> INSTRUCTION
Copy out all of the data below word for word, omitting the pictures.

━━━━━━━━━━━━━━━━━━━━

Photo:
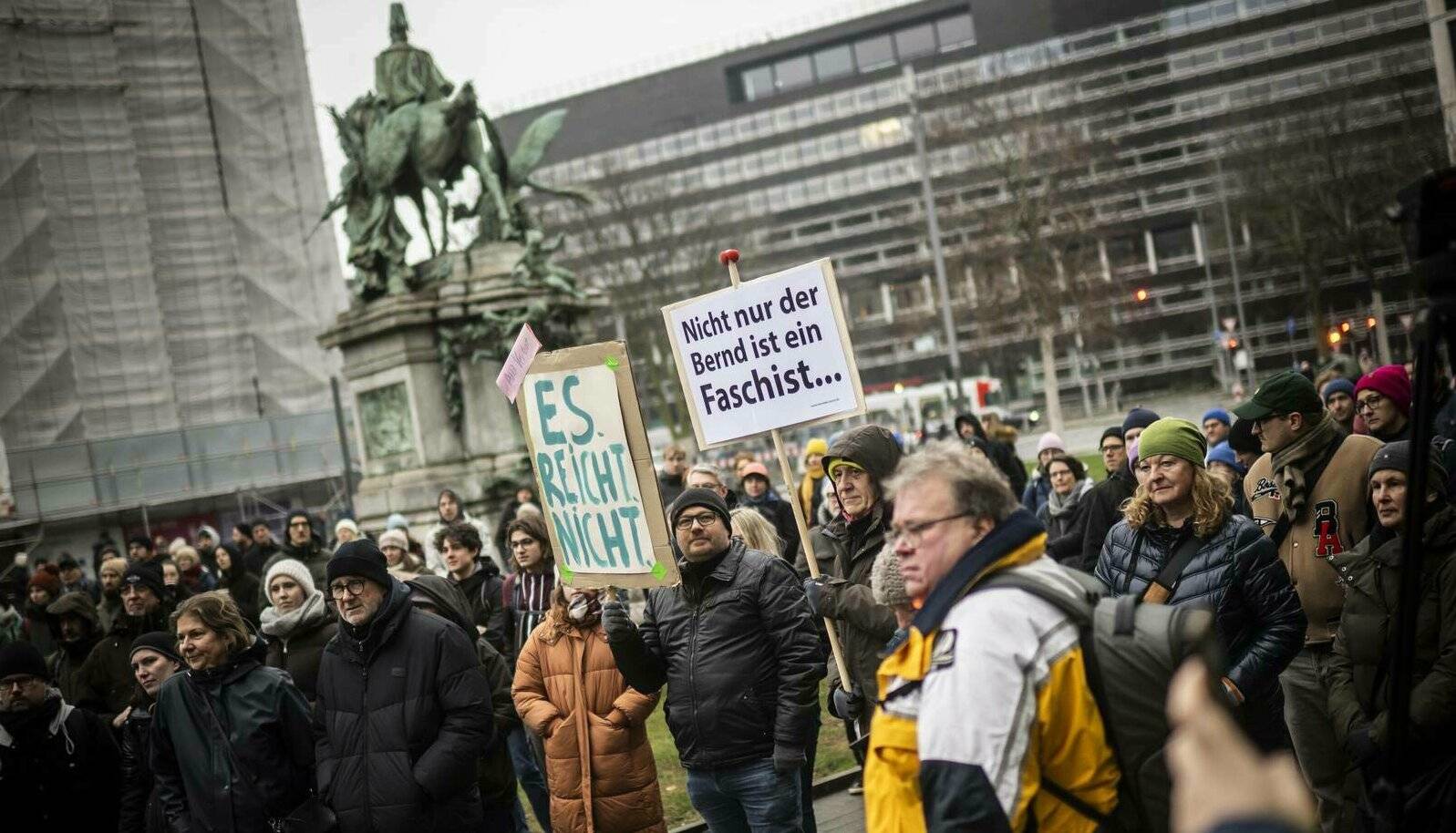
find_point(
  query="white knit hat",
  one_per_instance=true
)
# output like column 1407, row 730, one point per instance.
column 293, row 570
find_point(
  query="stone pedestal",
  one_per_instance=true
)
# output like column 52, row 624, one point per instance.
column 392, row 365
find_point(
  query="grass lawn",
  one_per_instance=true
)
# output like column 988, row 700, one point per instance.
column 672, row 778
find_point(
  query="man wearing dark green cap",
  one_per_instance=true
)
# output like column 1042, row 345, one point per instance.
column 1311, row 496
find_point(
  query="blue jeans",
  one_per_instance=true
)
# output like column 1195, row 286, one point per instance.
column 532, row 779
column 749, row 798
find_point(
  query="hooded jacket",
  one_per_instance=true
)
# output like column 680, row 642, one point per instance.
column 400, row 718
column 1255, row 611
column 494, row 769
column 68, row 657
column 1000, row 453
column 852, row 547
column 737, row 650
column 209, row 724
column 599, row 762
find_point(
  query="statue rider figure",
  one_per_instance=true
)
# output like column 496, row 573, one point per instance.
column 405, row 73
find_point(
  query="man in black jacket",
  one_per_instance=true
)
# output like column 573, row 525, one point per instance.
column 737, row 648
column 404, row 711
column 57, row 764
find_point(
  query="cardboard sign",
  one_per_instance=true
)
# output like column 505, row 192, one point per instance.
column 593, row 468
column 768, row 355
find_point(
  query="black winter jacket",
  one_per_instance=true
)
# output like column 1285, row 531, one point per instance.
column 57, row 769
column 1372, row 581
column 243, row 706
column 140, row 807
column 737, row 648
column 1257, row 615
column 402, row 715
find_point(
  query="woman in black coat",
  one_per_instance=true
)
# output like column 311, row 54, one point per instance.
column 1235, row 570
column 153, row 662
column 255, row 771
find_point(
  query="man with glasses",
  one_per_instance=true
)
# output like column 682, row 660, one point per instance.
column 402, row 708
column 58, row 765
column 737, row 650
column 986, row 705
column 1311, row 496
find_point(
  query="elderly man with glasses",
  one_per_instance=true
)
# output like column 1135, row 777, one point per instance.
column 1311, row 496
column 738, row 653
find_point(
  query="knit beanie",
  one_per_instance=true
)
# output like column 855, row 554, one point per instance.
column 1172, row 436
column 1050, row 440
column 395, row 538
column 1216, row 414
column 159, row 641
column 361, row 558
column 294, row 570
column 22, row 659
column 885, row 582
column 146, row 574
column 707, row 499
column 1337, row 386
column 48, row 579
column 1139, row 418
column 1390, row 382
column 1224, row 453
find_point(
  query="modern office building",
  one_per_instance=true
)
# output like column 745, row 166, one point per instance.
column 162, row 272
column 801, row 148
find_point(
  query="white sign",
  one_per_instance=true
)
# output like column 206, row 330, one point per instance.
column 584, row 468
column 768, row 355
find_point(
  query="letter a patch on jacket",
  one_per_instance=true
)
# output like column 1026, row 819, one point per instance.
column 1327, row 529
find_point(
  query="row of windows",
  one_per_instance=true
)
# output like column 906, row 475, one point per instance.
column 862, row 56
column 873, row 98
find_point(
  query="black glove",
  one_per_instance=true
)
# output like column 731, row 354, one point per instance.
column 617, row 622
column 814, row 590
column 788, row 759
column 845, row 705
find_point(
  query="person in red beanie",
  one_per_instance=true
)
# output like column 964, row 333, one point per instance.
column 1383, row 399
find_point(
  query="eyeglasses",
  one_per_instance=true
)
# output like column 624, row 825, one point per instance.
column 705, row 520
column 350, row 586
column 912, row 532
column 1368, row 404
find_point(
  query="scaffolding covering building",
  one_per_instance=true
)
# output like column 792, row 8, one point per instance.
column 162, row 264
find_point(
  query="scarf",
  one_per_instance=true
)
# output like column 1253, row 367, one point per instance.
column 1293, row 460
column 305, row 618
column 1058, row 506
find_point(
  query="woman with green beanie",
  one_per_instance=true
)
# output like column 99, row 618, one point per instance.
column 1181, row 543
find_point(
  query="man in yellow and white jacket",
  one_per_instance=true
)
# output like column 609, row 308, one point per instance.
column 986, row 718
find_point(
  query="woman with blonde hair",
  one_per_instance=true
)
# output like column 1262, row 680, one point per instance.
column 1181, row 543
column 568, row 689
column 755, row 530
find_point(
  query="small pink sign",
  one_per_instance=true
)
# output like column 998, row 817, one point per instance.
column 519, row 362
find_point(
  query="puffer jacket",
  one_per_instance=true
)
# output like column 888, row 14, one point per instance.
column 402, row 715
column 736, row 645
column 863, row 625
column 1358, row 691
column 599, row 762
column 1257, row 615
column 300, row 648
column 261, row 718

━━━━━━━━━━━━━━━━━━━━

> SOLUTION
Photo:
find_point(
  query="white knit hat",
  one_per_instance=true
)
# output like column 1407, row 730, one point per instance.
column 293, row 570
find_point(
  query="stone pedestal",
  one_per_instance=true
)
# output like column 52, row 624, one point per instance.
column 392, row 365
find_point(
  query="grass lawn",
  one_per_instance=true
)
# output like column 988, row 700, one point per instance.
column 672, row 778
find_point(
  query="man wearing dark green cap",
  one_per_instance=true
)
# output like column 1042, row 345, one point per instance.
column 1311, row 496
find_point(
  query="blue jeans",
  one_per_instance=true
)
# output like column 1195, row 286, one point per instance.
column 532, row 779
column 749, row 798
find_point(
  query="hooded jacket",
  one_per_instance=true
)
# output like column 680, row 642, one point per instance.
column 400, row 718
column 1255, row 611
column 494, row 769
column 68, row 657
column 1000, row 453
column 852, row 547
column 737, row 650
column 209, row 724
column 599, row 762
find_point(
  query="statue rider figure",
  one_per_instance=true
)
# output like column 496, row 573, one point per instance.
column 405, row 73
find_point(
  query="man in black jacket",
  one_per_instance=true
)
# output like column 573, row 525, one point per instance.
column 737, row 648
column 404, row 711
column 57, row 764
find_point(
  query="cardboard sign",
  one_per_instance=true
)
# output like column 505, row 192, one point per instance.
column 593, row 468
column 768, row 355
find_point(
  query="black winter jacket",
  one_per_instance=true
)
# output like column 1285, row 531, one point per instance.
column 57, row 769
column 1372, row 581
column 243, row 706
column 140, row 807
column 737, row 648
column 1257, row 615
column 402, row 715
find_point(
  query="woman in black coat",
  one_per_instance=true
)
# output like column 311, row 54, one point per instance.
column 1235, row 570
column 153, row 662
column 255, row 771
find_point(
  query="man with glasses",
  one_per_instance=true
)
# output like column 682, row 660, one point per instance.
column 402, row 708
column 58, row 765
column 737, row 650
column 986, row 705
column 1311, row 496
find_point(
  query="elderly man with glasses",
  one_per_instance=true
)
# output like column 1135, row 777, one point per instance.
column 1311, row 496
column 738, row 653
find_point(
  query="knit beanie",
  one_per_instance=true
)
# output like column 855, row 554, one point per instance.
column 1172, row 436
column 1050, row 440
column 395, row 538
column 1216, row 414
column 159, row 641
column 361, row 558
column 294, row 570
column 22, row 659
column 885, row 582
column 146, row 574
column 707, row 499
column 1337, row 386
column 48, row 579
column 1139, row 418
column 1390, row 382
column 1224, row 453
find_point(
  query="modern office building",
  one_per_instance=true
)
# output like column 745, row 166, one point per instance.
column 162, row 272
column 801, row 148
find_point(
  query="white sign",
  one_per_instance=true
)
# output like column 206, row 330, one point per instance.
column 584, row 468
column 768, row 355
find_point(
  query="letter a patch on jacket",
  one_per_instance=true
)
# output like column 1026, row 819, one point per instance.
column 1327, row 529
find_point(
  query="row of windows",
  one_per_instance=true
)
# output like column 906, row 475, one point per instance.
column 862, row 56
column 873, row 98
find_point(
  query="black glove",
  one_per_instance=true
)
# output like column 731, row 354, one point per instance.
column 617, row 622
column 814, row 590
column 788, row 759
column 845, row 705
find_point(
  query="person in red beanie",
  one_per_instance=true
)
# output like column 964, row 333, one point per instance.
column 1383, row 399
find_point(
  query="eyeglasses",
  one_per_instance=true
)
# output like column 624, row 825, one point per instance.
column 705, row 520
column 350, row 586
column 912, row 532
column 1368, row 404
find_point(
  query="scaffolding covering building",
  one_per_instance=true
)
# output like column 792, row 8, one point per instance.
column 162, row 264
find_point(
  query="scarf",
  one_per_instance=true
)
# output like column 1253, row 367, one point per instance.
column 1293, row 460
column 305, row 618
column 1058, row 506
find_point(
  query="woman with green beanie",
  one_per_instance=true
)
# output like column 99, row 618, one point per instance.
column 1181, row 543
find_point(
  query="man in yellow and white jacket",
  one_per_instance=true
)
# output like column 609, row 308, one point per instance.
column 986, row 718
find_point(
  query="woman with blonde hair",
  one_per_instance=true
)
# output like column 1262, row 680, one point per instance.
column 1181, row 543
column 568, row 689
column 755, row 530
find_point(
  query="small pink sign",
  one_per_instance=true
)
# output like column 998, row 817, one point per instance.
column 519, row 362
find_point(
  query="puffer jacket",
  one_per_instance=true
)
# output like column 888, row 14, one point per instance.
column 402, row 715
column 736, row 645
column 863, row 625
column 1358, row 691
column 599, row 762
column 1257, row 615
column 300, row 648
column 261, row 718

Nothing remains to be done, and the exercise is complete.